— PAGE TEXT —
Summary

The Eagle Ford Shale in South Texas is one of the top producing, yet complex unconventional plays in North America. Well-to-well production variability confounds a " factory" approach to field development, as preferred by many operators. Greater insight into sweetspot locations and optimal drilling and completions parameters is required to drive enhanced well production. While the breadth of engineering, geology and geophysics variables are daunting - modern analytic techniques provide a means to assimilate and comprehend massive amounts of disparate data.

In this study, over 3500 horizontal wells are modeled with non-linear analytics, to identify what geophysical and geologic properties define drilling sweetspots and what drilling and completions parameters drive better well production. Reservoir depth, related to pressure and thermal maturity; oil/gas mixture; thickness and proximity to faults are some of the major identified controls of Eagle Ford production sweetspots. Nominal well lengths of approximately 5500 feet with 20–25 fracture stages are some of the key drilling and completions parameters that correlate with optimal well production. Combining these results with current economics for oil, gas and liquids provides a unique perspective into targeting factory-based field development in unconventional plays.

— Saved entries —
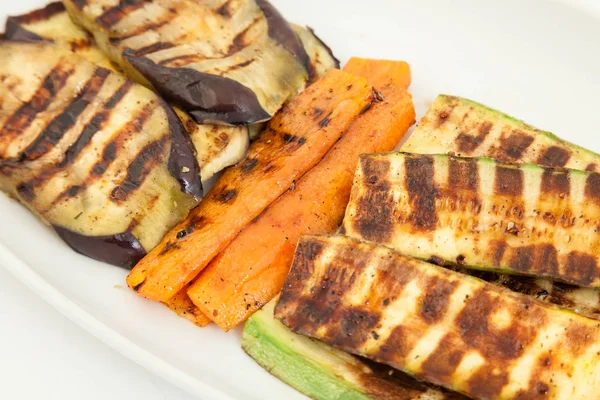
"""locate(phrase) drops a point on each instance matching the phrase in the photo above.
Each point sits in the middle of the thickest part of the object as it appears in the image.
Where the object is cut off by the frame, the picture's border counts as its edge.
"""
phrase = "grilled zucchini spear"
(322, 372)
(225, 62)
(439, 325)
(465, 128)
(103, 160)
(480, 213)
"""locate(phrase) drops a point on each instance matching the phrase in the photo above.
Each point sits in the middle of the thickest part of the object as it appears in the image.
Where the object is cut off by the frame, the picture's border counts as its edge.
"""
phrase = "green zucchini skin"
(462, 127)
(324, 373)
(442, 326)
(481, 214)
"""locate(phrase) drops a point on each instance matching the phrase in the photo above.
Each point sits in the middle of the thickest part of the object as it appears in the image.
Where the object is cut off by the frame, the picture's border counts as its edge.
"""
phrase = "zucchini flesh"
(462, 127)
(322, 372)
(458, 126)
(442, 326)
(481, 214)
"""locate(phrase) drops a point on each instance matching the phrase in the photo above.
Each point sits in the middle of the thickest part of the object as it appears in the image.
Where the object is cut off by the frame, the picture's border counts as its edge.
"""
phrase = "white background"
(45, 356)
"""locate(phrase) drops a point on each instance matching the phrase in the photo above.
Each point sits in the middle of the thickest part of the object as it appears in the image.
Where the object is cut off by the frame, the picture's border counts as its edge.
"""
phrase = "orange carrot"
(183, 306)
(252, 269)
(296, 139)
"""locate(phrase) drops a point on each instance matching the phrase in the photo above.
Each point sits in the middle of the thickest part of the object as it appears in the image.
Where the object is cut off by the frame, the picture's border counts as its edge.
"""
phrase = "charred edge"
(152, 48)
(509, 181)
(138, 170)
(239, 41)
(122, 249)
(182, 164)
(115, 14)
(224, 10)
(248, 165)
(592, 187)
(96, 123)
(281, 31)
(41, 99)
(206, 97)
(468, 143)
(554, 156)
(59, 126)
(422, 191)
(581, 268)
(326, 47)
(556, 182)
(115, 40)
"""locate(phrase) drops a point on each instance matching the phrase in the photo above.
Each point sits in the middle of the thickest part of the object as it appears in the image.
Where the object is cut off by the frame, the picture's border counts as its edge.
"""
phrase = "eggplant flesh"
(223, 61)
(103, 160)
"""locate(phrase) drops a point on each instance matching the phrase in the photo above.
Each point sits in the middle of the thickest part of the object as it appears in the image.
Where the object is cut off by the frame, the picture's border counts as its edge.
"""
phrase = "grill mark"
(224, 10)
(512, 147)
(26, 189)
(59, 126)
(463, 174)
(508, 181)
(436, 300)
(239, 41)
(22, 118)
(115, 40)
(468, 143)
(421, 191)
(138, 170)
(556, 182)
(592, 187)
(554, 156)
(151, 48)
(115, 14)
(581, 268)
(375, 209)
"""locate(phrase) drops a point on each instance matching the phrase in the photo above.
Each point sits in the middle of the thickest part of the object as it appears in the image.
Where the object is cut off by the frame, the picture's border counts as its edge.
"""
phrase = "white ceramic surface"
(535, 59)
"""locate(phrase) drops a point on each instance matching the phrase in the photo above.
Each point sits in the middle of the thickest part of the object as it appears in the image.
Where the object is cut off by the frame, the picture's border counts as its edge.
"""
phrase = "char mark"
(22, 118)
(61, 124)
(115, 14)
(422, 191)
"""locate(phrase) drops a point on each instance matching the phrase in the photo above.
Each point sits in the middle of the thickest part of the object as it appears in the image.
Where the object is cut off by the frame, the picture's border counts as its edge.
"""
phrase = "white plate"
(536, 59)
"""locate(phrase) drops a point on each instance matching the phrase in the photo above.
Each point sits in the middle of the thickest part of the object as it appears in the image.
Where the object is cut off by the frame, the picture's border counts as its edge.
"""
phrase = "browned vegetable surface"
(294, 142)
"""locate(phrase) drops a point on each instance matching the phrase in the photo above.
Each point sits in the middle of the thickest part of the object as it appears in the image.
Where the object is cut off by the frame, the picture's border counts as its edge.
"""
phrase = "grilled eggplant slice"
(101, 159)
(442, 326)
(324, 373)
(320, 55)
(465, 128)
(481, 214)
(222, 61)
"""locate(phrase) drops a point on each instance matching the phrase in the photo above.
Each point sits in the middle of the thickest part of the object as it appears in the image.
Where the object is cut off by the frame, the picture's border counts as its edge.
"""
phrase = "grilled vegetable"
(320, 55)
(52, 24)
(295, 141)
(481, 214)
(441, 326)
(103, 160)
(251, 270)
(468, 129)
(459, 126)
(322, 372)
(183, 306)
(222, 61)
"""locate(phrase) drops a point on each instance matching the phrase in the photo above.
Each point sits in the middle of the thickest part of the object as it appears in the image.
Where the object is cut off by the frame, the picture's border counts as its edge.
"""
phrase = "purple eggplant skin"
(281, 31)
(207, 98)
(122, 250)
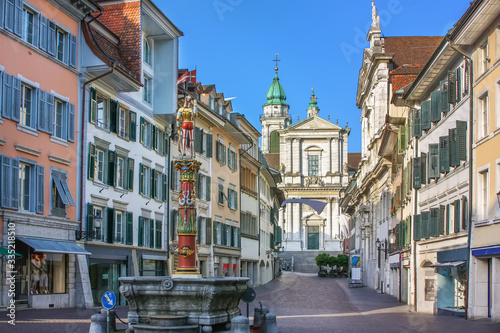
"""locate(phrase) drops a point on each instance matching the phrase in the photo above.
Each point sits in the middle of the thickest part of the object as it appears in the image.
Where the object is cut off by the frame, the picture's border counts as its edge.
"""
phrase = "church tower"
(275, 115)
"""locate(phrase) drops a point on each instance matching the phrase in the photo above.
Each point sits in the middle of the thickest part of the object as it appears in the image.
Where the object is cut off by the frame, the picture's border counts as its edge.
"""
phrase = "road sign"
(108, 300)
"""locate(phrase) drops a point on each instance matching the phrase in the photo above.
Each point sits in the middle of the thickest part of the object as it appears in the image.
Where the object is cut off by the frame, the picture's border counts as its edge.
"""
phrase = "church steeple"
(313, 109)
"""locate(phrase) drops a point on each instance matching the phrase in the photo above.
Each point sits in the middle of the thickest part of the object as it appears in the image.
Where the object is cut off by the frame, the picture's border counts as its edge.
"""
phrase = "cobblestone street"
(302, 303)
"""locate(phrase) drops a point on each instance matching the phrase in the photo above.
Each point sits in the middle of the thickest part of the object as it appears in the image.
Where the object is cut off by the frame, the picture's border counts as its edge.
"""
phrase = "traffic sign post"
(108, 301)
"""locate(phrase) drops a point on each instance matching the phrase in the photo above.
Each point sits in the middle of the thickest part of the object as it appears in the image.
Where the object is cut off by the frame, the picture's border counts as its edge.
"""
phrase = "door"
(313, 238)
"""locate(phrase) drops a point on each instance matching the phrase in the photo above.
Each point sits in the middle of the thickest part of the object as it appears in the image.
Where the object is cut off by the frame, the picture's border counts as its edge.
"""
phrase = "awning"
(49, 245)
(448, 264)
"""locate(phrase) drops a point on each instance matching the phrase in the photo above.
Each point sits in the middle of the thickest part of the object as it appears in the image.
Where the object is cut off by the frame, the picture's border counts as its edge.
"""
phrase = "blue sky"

— WHAT YOU NEED TO DO —
a. Summarize the Eagle Ford Shale text in two sentences.
b. Extend the Eagle Ford Shale text beyond its last sentence.
The saved entries are separate material and have no connection to the page text.

— ANSWER LIST —
a. The Eagle Ford Shale in South Texas is a top-producing but complex unconventional play, and its well-to-well production variability confounds the "factory" approach to field development that many operators prefer. A study that modeled over 3500 horizontal wells with non-linear analytics found that reservoir depth, oil/gas mixture, thickness and proximity to faults are major controls of production sweetspots, while well lengths of about 5500 feet with 20–25 fracture stages correlate with optimal production.

b.
With an expected industry capital expenditure of nearly $30 billion in 2013 - is this all that is required for an efficient and economic factory approach to development of the Eagle Ford? In our experience, across nearly a dozen projects, seismic data plays a key role in helping to reduce the complexity and risk of Eagle Ford development programs. Specifically, seismic data is essential for: infilling the structural picture between wells, identifying fault and other geologic hazards, and providing sweetspot trend indications, from a combination of elastic and structural attributes - that are calibrated with geology.

To quantify the impact of seismic data; we first extract seismic attributes at well locations; and then use the same non-linear analytic technique to predict well production - with and without seismic data. Seismic attributes used in this case study include: fault probability, incoherence, curvature, spectral deconvolution, elastic impedance and " fracability". We have also found that seismic waveform classification, in a zone above the Eagle Ford/Buda interface, is a useful diagnostic tools for tracking facies, thickness and fracture trends across the play. Model correlations are used to quantifying the impact of seismic data on " solving the Eagle Ford Puzzle".